-- Available records --
==*==
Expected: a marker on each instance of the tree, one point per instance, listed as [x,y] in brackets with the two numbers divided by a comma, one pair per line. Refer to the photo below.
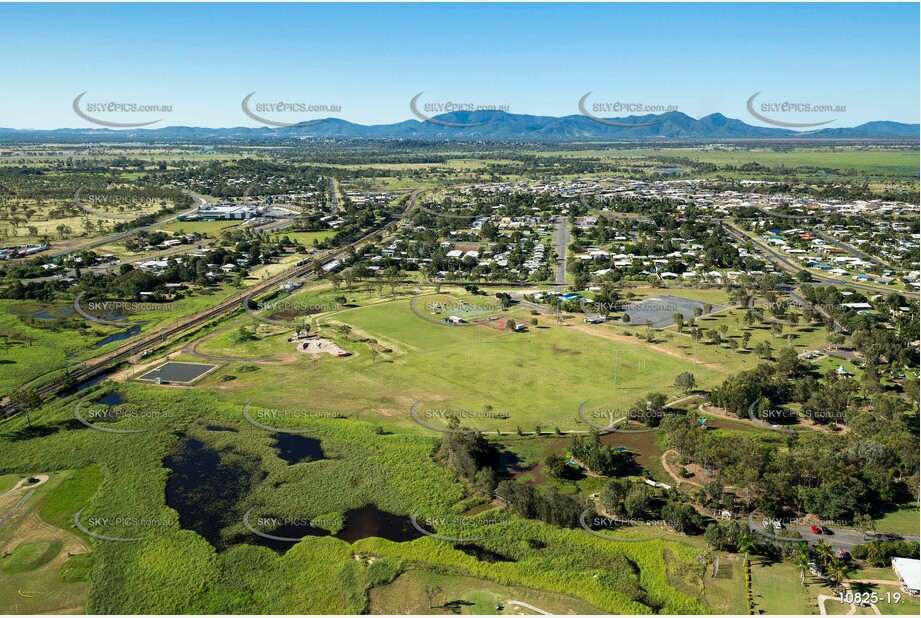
[679,320]
[837,570]
[802,561]
[685,381]
[748,319]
==*==
-- Exercise instructions --
Express every line of the listing above as a numbered list, skipping blank lines and leaving out the picture.

-- Response below --
1. Expected: a marker on each instance of the tree, one point per instance, listed as [x,y] in brackets with the two numbers divided by a comma, one pair per line. Refer to the photo below.
2. [679,320]
3. [837,570]
4. [802,561]
5. [685,381]
6. [748,319]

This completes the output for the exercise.